[[ Study material open ]]
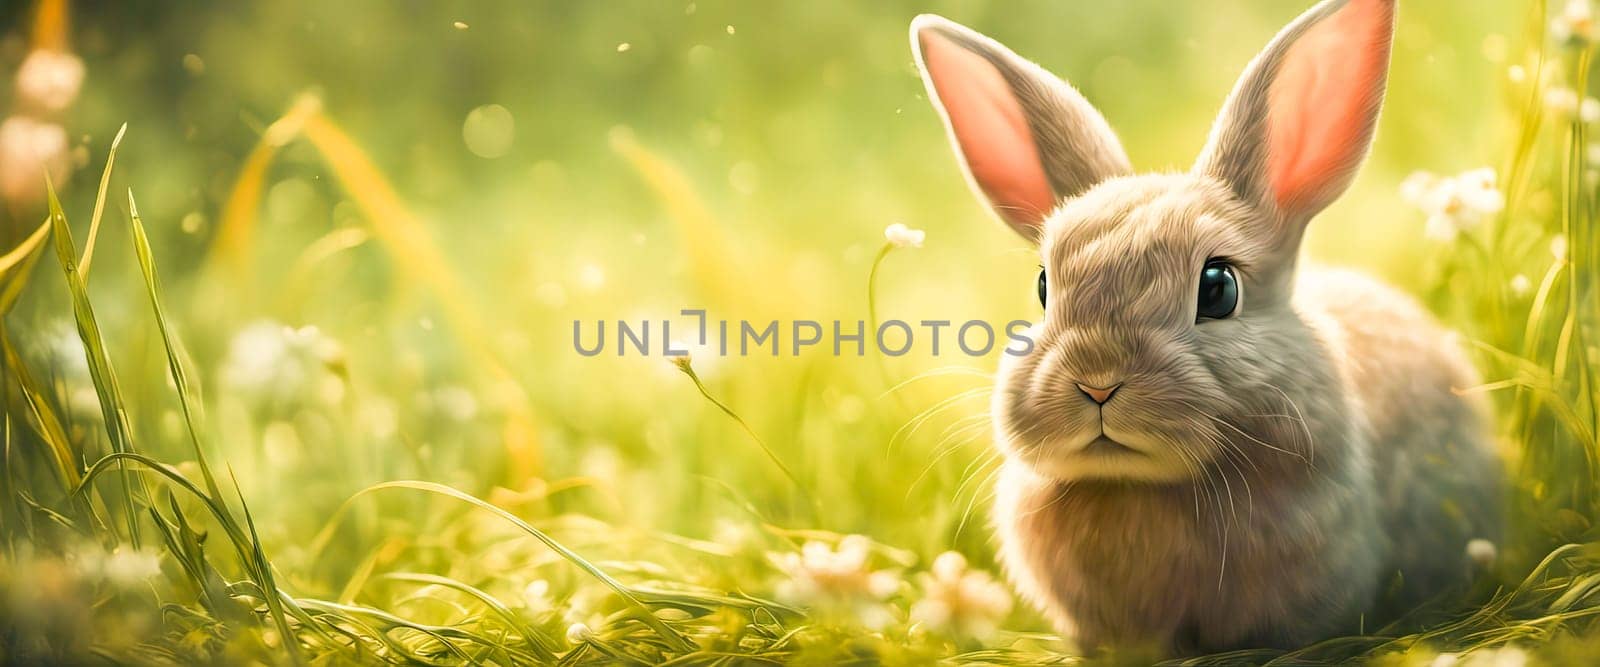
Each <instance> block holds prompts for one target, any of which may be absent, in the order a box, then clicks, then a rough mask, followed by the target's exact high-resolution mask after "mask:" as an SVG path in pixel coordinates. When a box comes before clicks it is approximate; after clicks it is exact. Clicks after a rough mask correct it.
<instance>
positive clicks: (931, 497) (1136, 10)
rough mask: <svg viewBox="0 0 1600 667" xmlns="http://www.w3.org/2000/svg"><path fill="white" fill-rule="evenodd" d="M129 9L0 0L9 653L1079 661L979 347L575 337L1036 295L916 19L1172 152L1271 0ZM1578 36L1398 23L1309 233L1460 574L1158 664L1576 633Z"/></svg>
mask: <svg viewBox="0 0 1600 667" xmlns="http://www.w3.org/2000/svg"><path fill="white" fill-rule="evenodd" d="M125 5H130V3H91V2H80V3H69V2H67V0H37V2H11V3H5V5H0V253H3V254H0V312H3V326H0V382H3V384H0V385H3V398H0V400H3V406H5V424H3V430H0V433H3V443H5V449H3V456H0V467H3V469H0V485H3V493H0V544H3V547H5V549H3V550H0V662H14V664H24V662H42V661H43V662H70V664H78V662H114V664H206V662H216V664H246V662H261V664H368V662H395V664H413V662H421V664H451V665H454V664H632V662H643V664H754V662H782V664H787V662H800V664H845V662H851V664H928V662H989V664H1077V662H1082V661H1083V659H1082V657H1078V653H1077V649H1075V646H1072V645H1070V643H1067V641H1062V640H1061V638H1058V637H1054V635H1053V632H1051V629H1050V625H1048V624H1046V622H1045V621H1043V619H1042V617H1040V616H1038V614H1037V613H1035V611H1034V609H1032V608H1029V606H1027V605H1026V603H1024V601H1021V600H1018V598H1014V593H1013V592H1011V589H1010V587H1008V585H1006V584H1005V582H1003V577H1002V576H1000V573H998V568H997V565H995V560H994V542H992V537H990V533H989V528H987V507H989V501H990V497H992V473H994V470H995V465H997V453H994V449H992V446H990V440H989V438H990V435H989V429H990V424H989V414H987V398H989V390H990V373H992V371H994V366H995V360H997V357H998V353H1000V352H998V349H997V350H994V352H992V353H990V355H987V357H965V355H949V353H946V355H933V353H930V350H928V349H923V347H918V349H915V350H914V352H912V353H907V355H904V357H886V355H880V353H874V352H872V350H870V349H869V350H867V353H864V355H859V357H858V355H851V353H845V355H837V357H835V355H832V353H830V352H832V350H830V349H829V347H827V345H826V344H824V345H818V347H813V349H810V350H805V352H803V353H800V355H765V353H762V355H726V357H723V355H720V353H717V350H714V349H704V347H691V349H690V357H686V358H678V360H677V361H674V360H669V358H664V357H661V355H635V353H621V355H619V353H614V352H616V350H614V349H613V347H608V350H606V353H602V355H597V357H586V355H582V353H579V352H578V350H576V349H574V341H573V334H574V322H582V323H586V326H587V325H592V323H595V322H598V320H606V322H613V323H614V322H616V320H627V322H640V320H653V322H658V323H659V322H662V320H672V322H674V325H672V326H674V331H693V326H694V325H693V323H694V320H693V318H686V317H685V315H682V310H683V309H704V310H706V312H707V314H709V317H710V318H712V320H718V318H730V320H739V318H744V320H752V322H758V323H763V322H768V320H782V322H790V320H819V322H824V323H826V322H830V320H843V322H846V323H853V322H858V320H867V322H882V320H886V318H899V320H906V322H922V320H954V322H965V320H986V322H995V323H1005V322H1010V320H1032V318H1037V317H1038V315H1040V307H1038V302H1037V296H1035V291H1034V286H1035V283H1034V280H1035V277H1037V272H1038V259H1037V256H1035V253H1032V251H1030V250H1029V248H1026V246H1022V243H1021V242H1018V240H1016V238H1014V237H1013V235H1011V234H1010V232H1008V230H1005V229H1003V226H1002V224H998V222H997V221H994V219H992V218H990V216H989V213H987V211H986V210H982V208H981V206H979V205H978V203H976V200H974V198H973V197H971V194H970V192H968V189H966V186H965V184H963V181H962V176H960V171H958V168H957V163H955V162H954V160H952V158H950V155H949V149H947V146H946V141H944V133H942V128H941V126H939V120H938V117H936V115H934V112H933V110H931V109H930V107H928V101H926V99H925V93H923V88H922V83H920V82H918V80H917V75H915V69H914V66H912V61H910V53H909V50H907V40H906V27H907V24H909V21H910V18H912V16H915V14H917V13H925V11H931V13H941V14H944V16H949V18H952V19H955V21H960V22H965V24H968V26H973V27H976V29H979V30H984V32H987V34H990V35H995V37H997V38H1000V40H1003V42H1006V43H1008V45H1011V46H1013V48H1016V50H1019V51H1021V53H1026V54H1027V56H1029V58H1034V59H1037V61H1040V62H1042V64H1043V66H1045V67H1048V69H1051V70H1054V72H1058V74H1061V75H1064V77H1066V78H1067V80H1072V82H1074V83H1075V85H1077V86H1078V88H1080V90H1082V91H1083V93H1085V96H1086V98H1088V99H1091V101H1093V102H1094V104H1098V106H1099V107H1101V109H1102V110H1104V112H1106V115H1107V118H1109V120H1110V122H1112V125H1114V126H1117V128H1118V131H1120V136H1122V139H1123V142H1125V146H1126V147H1128V152H1130V155H1131V157H1133V162H1134V165H1138V166H1139V168H1142V170H1162V168H1170V170H1181V168H1186V166H1187V165H1189V163H1190V160H1192V158H1194V154H1195V152H1197V150H1198V149H1200V146H1202V142H1203V139H1205V131H1206V128H1208V125H1210V123H1211V118H1213V115H1214V112H1216V109H1218V106H1219V104H1221V99H1222V96H1224V94H1226V91H1227V90H1229V86H1230V85H1232V80H1234V77H1235V75H1237V72H1238V70H1240V69H1242V66H1243V64H1245V62H1246V61H1248V59H1250V58H1251V56H1253V54H1254V53H1256V50H1259V48H1261V45H1262V43H1266V42H1267V40H1269V38H1270V35H1272V34H1274V32H1275V30H1277V29H1278V27H1280V26H1282V24H1285V22H1286V21H1288V19H1291V18H1293V16H1296V14H1298V13H1299V11H1302V10H1304V6H1302V5H1307V3H1283V2H1272V0H1219V2H1206V3H1171V2H1162V0H1126V2H1120V3H1115V6H1102V5H1110V3H1091V2H1043V0H1040V2H1019V3H1003V5H1002V3H981V2H970V0H938V2H926V3H909V2H883V3H851V2H845V0H821V2H811V3H762V5H749V3H733V2H701V0H696V2H675V3H651V2H618V3H546V2H536V3H512V2H483V3H458V2H440V3H384V2H376V0H355V2H339V3H320V2H314V0H288V2H275V3H216V5H205V6H192V3H187V5H184V3H155V5H158V6H138V8H134V6H125ZM1597 38H1600V26H1597V24H1594V18H1592V13H1590V8H1589V3H1587V0H1578V2H1566V0H1557V2H1550V3H1546V2H1542V0H1509V2H1456V0H1403V2H1402V18H1400V27H1398V34H1397V43H1395V53H1394V67H1392V75H1390V82H1392V83H1390V93H1389V99H1387V107H1386V114H1384V118H1382V122H1381V126H1379V133H1378V141H1376V147H1374V154H1373V157H1371V160H1370V162H1368V165H1366V168H1365V170H1363V173H1362V176H1360V178H1358V179H1357V182H1355V186H1354V189H1352V190H1350V194H1347V195H1346V197H1344V198H1342V200H1341V202H1339V203H1336V205H1334V206H1333V208H1330V210H1328V211H1326V213H1323V214H1322V216H1320V218H1318V219H1317V221H1315V222H1314V224H1312V227H1310V240H1309V243H1307V246H1309V254H1310V259H1312V261H1315V262H1320V264H1342V266H1354V267H1360V269H1363V270H1368V272H1371V274H1374V275H1381V277H1382V278H1386V280H1389V282H1392V283H1395V285H1400V286H1403V288H1405V290H1406V291H1410V293H1413V294H1416V296H1418V298H1421V299H1422V301H1424V302H1426V304H1427V306H1429V307H1430V309H1432V310H1434V312H1435V314H1437V315H1438V318H1440V320H1443V322H1445V323H1448V325H1450V326H1451V328H1454V330H1458V331H1459V333H1461V339H1462V345H1464V347H1466V349H1469V352H1470V353H1472V358H1474V361H1475V363H1477V365H1478V368H1480V369H1482V374H1483V377H1485V384H1483V385H1480V387H1467V389H1464V390H1467V392H1474V393H1480V395H1483V398H1485V400H1486V401H1488V403H1490V405H1491V406H1493V413H1494V419H1496V433H1498V440H1499V445H1501V451H1502V454H1504V457H1506V464H1507V472H1509V475H1510V480H1512V485H1510V488H1509V489H1507V493H1509V501H1507V502H1509V507H1510V521H1509V529H1507V534H1506V536H1504V539H1501V541H1499V542H1496V544H1486V545H1482V544H1480V545H1478V547H1477V549H1475V552H1474V553H1470V557H1472V558H1477V560H1478V561H1480V563H1483V565H1485V569H1486V571H1485V574H1483V577H1482V581H1480V582H1478V584H1477V587H1475V589H1474V590H1472V592H1467V593H1466V595H1464V597H1459V598H1456V597H1453V598H1450V600H1442V601H1440V603H1437V605H1432V606H1429V608H1424V609H1419V611H1418V613H1416V614H1413V616H1410V617H1406V619H1402V621H1397V622H1394V624H1390V625H1384V627H1365V625H1362V627H1352V629H1349V637H1342V638H1336V640H1330V641H1326V643H1320V645H1315V646H1309V648H1304V649H1299V651H1291V653H1277V651H1246V653H1238V654H1226V656H1206V657H1194V659H1186V661H1182V662H1184V664H1267V662H1270V664H1346V662H1354V661H1370V662H1376V664H1400V665H1429V664H1437V665H1448V664H1482V665H1520V664H1582V662H1589V661H1592V657H1590V656H1597V654H1600V627H1597V624H1595V617H1597V616H1600V549H1597V547H1595V541H1597V539H1600V526H1597V525H1600V486H1597V485H1600V307H1597V306H1600V304H1597V299H1600V270H1597V269H1600V267H1597V261H1600V234H1597V224H1595V222H1597V200H1600V136H1592V133H1594V131H1595V130H1597V128H1600V101H1595V99H1592V98H1589V93H1587V91H1589V90H1592V88H1594V86H1592V83H1590V82H1592V72H1590V67H1592V62H1590V61H1592V56H1594V51H1595V40H1597ZM46 181H48V184H46ZM894 224H899V226H904V227H907V229H909V230H920V232H923V235H922V237H917V238H912V235H909V234H907V230H906V229H899V227H896V229H894V232H891V234H888V235H885V230H886V229H890V227H891V226H894ZM586 331H592V330H586ZM658 334H659V330H658ZM661 342H662V341H659V339H658V341H654V344H656V345H659V344H661ZM784 342H786V344H787V336H786V337H784ZM1442 464H1445V462H1442ZM1461 557H1466V555H1464V553H1442V555H1440V558H1461ZM1118 657H1125V659H1139V657H1138V656H1109V657H1107V659H1109V661H1117V659H1118Z"/></svg>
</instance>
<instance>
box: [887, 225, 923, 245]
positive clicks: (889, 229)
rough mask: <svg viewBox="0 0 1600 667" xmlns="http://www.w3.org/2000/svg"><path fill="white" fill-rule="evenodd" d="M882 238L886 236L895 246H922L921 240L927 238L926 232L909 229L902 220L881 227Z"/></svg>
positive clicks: (913, 229) (889, 240) (922, 239)
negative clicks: (887, 225)
mask: <svg viewBox="0 0 1600 667" xmlns="http://www.w3.org/2000/svg"><path fill="white" fill-rule="evenodd" d="M883 238H888V242H890V243H893V245H894V246H896V248H922V242H923V240H926V238H928V232H923V230H920V229H910V227H907V226H906V224H904V222H894V224H891V226H888V227H883Z"/></svg>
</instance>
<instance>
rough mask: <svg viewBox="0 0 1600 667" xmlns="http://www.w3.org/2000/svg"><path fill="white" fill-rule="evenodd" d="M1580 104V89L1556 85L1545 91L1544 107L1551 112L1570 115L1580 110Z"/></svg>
mask: <svg viewBox="0 0 1600 667" xmlns="http://www.w3.org/2000/svg"><path fill="white" fill-rule="evenodd" d="M1579 104H1581V101H1579V98H1578V91H1574V90H1571V88H1566V86H1554V88H1550V90H1547V91H1544V107H1546V109H1549V110H1550V114H1555V115H1562V117H1570V115H1573V114H1576V112H1578V106H1579Z"/></svg>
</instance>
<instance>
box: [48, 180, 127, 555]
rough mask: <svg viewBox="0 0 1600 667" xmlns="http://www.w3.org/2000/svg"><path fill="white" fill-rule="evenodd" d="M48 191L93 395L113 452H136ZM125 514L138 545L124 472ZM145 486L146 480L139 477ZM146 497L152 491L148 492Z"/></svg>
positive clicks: (100, 342) (99, 343) (52, 218)
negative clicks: (105, 426)
mask: <svg viewBox="0 0 1600 667" xmlns="http://www.w3.org/2000/svg"><path fill="white" fill-rule="evenodd" d="M45 192H46V194H48V198H50V224H51V234H54V237H56V259H58V261H59V262H61V270H62V272H64V274H66V277H67V291H70V293H72V312H74V320H77V325H78V337H80V339H83V353H85V357H86V358H88V366H90V379H91V381H93V382H94V395H96V397H98V398H99V405H101V414H102V416H104V419H106V432H107V435H110V446H112V451H114V453H133V451H134V448H133V437H131V433H130V429H128V419H126V416H128V408H126V403H123V400H122V390H120V389H118V387H117V373H115V371H114V369H112V366H110V357H109V355H107V353H106V339H104V336H101V330H99V322H96V320H94V307H93V306H91V304H90V291H88V286H86V285H85V283H83V274H80V272H78V261H77V253H74V246H72V230H70V229H69V227H67V216H66V213H62V211H61V200H59V198H58V197H56V186H54V184H51V182H50V179H48V178H46V179H45ZM123 472H125V475H123V486H122V496H123V502H125V507H123V513H125V517H126V520H128V539H131V541H133V544H134V547H138V545H139V512H138V509H136V505H134V502H133V483H131V481H130V480H131V477H130V475H126V469H123ZM139 481H141V483H142V481H144V480H142V478H139ZM144 496H146V497H149V491H147V489H146V494H144Z"/></svg>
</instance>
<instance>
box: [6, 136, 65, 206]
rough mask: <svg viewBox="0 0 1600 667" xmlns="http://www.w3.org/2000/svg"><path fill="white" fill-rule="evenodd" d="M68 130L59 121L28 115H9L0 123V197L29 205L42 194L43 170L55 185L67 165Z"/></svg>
mask: <svg viewBox="0 0 1600 667" xmlns="http://www.w3.org/2000/svg"><path fill="white" fill-rule="evenodd" d="M70 152H72V149H70V146H67V131H66V130H62V128H61V126H59V125H54V123H45V122H40V120H34V118H29V117H21V115H18V117H11V118H6V120H5V122H3V123H0V198H3V200H6V202H11V203H14V205H32V203H37V202H42V200H43V198H45V174H46V173H48V174H50V178H51V179H53V181H54V182H56V187H61V184H62V182H64V181H66V178H67V168H69V166H70V160H69V158H70Z"/></svg>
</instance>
[[ Study material closed ]]
Directions for this task: In the listing, how many lines have the word "positive"? Write only that number.

Written response: 4